### [EXTRACTED TEXT]
%%

Rhodes University welcomes new entrants into a community of knowledge-makers and transformative thinkers

 

Rhodes University congratulates the matric class of 2021 for showing their mettle as the future of humanity and making it against all odds in the face of unsettling circumstances wrought by the unpredictable COVID-19 pandemic during their critical milestone year.

“Like the previous year, 2021 was a difficult and stressful year for Grade 12 learners. We are in awe of the extraordinary character that they have shown in their resolve to accomplish their dreams,” Deputy Vice-Chancellor for Academic and Students Affairs, Professor ‘Mabokang Monnapula-Mapesela said.

“These are young people on a mission. They made a resolve and stuck to their commitment in spite of all the uncertainty, fear and anxiety brought about by the COVID-19 global pandemic.”

“Rhodes University is immensely proud of your achievement. We are looking forward to welcoming and partnering with those who have elected to continue their leadership journeys with us and also remind them that greater challenges and even more rewarding accomplishments lie ahead. They could not have chosen better.”

%%

### [TASK REQUIREMENTS]
A. Answer these about the Rhodes University welcome article, one line each:
(i) Which year's matric class does Rhodes University congratulate?
(ii) What is the title of Professor ‘Mabokang Monnapula-Mapesela?
(iii) What does the speaker remind those joining the university of?
B. Write the next part of the Rhodes University welcome article, picking up after its final sentence.
The records have nothing to do with this.

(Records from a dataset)
%%

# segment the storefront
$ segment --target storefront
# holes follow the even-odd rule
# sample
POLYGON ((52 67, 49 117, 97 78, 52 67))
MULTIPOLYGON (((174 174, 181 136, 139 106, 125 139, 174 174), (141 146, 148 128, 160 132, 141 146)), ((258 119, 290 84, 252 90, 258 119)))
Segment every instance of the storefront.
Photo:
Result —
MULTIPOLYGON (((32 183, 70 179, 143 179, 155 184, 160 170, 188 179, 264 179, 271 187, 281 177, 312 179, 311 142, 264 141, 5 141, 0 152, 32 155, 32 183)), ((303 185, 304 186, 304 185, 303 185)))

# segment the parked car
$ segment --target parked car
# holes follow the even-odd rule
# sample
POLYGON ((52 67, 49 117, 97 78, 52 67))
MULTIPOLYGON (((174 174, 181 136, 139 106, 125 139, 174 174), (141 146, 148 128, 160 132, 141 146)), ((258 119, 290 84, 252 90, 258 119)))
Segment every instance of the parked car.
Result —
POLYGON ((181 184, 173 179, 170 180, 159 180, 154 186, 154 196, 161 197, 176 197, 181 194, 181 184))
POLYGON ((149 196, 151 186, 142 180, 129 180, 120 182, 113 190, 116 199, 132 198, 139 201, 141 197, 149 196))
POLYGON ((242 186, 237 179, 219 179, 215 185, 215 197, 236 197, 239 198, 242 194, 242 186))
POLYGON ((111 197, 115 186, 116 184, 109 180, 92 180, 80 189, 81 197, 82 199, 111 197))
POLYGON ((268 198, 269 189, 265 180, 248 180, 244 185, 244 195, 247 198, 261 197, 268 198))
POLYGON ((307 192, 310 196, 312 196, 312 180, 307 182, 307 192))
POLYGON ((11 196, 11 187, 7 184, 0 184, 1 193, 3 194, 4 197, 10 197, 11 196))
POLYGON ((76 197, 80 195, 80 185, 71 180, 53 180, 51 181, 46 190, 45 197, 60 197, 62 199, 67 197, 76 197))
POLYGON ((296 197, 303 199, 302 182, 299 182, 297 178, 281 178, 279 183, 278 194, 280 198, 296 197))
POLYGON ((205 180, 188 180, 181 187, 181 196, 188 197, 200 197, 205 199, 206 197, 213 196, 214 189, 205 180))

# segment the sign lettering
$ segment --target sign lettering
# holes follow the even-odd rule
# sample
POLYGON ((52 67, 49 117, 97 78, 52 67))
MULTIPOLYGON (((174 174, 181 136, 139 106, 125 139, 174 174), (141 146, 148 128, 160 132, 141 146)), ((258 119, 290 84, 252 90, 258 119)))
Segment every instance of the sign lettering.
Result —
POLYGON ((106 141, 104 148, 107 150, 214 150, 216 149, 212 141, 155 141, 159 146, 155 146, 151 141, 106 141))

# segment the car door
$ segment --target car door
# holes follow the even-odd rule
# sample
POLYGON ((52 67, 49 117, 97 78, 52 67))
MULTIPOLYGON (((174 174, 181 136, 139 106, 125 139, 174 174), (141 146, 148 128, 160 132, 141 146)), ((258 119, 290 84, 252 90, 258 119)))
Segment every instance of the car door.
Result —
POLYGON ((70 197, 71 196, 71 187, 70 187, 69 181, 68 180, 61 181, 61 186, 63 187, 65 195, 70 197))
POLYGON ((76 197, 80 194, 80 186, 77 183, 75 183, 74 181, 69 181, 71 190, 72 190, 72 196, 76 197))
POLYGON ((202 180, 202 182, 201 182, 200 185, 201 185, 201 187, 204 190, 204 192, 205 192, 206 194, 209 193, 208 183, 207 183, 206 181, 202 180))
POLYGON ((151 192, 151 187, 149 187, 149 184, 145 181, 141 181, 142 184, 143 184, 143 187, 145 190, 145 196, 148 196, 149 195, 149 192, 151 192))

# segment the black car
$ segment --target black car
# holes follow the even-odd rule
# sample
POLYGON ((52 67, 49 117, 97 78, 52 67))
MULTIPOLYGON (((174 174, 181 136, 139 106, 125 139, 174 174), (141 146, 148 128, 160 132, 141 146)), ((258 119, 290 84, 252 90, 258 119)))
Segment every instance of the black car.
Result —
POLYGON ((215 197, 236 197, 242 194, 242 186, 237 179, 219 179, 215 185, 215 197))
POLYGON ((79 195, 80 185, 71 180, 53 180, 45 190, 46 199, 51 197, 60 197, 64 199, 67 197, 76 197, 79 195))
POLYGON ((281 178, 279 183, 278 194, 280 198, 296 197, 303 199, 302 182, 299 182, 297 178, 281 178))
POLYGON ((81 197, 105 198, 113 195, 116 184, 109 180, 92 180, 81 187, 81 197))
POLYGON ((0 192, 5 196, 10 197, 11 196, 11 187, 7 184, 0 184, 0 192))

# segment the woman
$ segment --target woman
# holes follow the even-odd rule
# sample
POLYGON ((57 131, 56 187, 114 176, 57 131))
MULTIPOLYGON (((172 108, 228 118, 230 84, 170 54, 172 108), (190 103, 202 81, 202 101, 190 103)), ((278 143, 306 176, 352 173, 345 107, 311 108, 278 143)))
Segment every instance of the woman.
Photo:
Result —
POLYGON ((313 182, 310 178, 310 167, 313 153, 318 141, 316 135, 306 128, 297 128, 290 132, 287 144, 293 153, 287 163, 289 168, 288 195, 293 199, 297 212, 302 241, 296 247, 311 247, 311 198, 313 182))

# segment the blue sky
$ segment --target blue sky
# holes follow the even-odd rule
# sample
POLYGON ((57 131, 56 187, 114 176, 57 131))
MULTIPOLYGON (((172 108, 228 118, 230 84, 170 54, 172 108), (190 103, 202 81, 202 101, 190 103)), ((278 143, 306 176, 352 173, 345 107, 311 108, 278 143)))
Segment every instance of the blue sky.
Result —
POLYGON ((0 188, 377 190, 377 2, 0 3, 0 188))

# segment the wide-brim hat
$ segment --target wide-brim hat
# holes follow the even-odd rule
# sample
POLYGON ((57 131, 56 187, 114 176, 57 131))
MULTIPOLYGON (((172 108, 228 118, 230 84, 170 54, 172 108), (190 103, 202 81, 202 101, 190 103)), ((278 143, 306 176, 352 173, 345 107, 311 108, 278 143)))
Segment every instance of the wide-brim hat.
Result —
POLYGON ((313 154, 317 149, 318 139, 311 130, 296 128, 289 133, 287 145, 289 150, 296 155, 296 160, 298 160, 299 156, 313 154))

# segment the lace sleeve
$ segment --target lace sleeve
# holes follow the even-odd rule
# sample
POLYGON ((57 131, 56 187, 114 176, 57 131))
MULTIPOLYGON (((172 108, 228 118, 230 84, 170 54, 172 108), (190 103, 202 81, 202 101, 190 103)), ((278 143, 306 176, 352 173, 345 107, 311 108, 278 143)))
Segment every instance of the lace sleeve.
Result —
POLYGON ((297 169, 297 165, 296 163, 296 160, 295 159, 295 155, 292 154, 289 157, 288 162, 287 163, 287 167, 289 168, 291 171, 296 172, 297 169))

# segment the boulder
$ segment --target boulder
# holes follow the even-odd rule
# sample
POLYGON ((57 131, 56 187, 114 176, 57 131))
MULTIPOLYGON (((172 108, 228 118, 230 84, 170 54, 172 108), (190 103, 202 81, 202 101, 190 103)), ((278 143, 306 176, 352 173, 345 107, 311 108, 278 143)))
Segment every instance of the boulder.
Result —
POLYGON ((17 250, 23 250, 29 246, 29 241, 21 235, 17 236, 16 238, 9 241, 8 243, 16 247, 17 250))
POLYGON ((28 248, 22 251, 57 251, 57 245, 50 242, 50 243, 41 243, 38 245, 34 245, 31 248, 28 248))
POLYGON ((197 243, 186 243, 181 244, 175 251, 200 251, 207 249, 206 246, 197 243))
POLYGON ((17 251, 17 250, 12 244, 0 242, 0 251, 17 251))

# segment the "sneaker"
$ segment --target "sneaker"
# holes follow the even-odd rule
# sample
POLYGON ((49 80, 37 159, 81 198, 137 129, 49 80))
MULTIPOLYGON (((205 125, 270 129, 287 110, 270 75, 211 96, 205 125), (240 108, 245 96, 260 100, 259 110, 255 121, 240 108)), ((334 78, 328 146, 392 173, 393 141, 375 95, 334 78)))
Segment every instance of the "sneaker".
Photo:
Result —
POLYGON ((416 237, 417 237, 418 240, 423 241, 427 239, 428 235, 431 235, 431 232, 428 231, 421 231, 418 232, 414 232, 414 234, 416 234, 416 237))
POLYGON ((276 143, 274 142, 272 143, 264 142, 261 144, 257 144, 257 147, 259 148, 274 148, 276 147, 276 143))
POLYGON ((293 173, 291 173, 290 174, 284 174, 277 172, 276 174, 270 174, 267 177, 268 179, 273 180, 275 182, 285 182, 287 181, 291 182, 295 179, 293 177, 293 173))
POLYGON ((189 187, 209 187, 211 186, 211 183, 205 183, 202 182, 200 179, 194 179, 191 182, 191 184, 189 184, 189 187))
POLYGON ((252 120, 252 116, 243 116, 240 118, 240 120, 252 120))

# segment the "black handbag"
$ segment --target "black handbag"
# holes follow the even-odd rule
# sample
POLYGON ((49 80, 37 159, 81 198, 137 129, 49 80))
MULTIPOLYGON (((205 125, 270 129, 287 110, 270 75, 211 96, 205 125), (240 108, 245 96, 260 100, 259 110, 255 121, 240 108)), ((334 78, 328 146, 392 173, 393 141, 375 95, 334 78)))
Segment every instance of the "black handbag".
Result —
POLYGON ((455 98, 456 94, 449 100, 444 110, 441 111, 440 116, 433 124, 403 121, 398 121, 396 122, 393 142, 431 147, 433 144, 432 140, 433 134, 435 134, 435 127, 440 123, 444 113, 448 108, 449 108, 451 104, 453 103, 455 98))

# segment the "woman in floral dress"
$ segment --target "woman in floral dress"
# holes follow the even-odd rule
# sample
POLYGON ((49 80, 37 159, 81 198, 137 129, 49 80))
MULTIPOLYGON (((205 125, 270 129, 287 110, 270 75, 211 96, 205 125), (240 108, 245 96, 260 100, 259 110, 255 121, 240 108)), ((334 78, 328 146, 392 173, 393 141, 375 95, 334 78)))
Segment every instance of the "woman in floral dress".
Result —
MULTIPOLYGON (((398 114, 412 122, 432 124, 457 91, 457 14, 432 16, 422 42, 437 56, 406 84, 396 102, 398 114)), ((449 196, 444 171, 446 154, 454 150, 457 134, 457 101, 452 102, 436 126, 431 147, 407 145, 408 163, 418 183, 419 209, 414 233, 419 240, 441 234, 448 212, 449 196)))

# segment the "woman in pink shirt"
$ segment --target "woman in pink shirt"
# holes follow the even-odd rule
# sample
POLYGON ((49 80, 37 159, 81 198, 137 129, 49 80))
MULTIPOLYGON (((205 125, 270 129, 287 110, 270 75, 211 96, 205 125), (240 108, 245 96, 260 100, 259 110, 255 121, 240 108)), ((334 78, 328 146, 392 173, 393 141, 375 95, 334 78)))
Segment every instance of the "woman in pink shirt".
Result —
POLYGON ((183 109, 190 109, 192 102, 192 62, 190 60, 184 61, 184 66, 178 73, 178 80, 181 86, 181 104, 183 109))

%%

### [RESPONSES TO THE EXERCISE]
A.
(i) The matric class of 2021.
(ii) Deputy Vice-Chancellor for Academic and Students Affairs.
(iii) That greater challenges and even more rewarding accomplishments lie ahead.

B.
“They will learn in small classroom communities and directly from knowledge-makers, most of whom are professors and experts in their fields. They will stay in small residences where they will be known by their names. They will benefit from decades of academic excellence in shaping their futures.”

“We also want to remind those who may not have performed as they would have liked, that life has its ups and downs. It is not the end of the world. This moment presents a test to their resolve and resilience as long as they keep their focus in life.”

Like Nelson Mandela, we believe that “education is a great engine of personal development. It is through education that the daughter of a peasant can become a doctor, that the son of a mineworker can become the head of the mine, that a child of farm workers can become the president of a great nation. It is what we make out of what we have, not what we are given, that separates one person from another” Prof Monnapula-Mapesela said.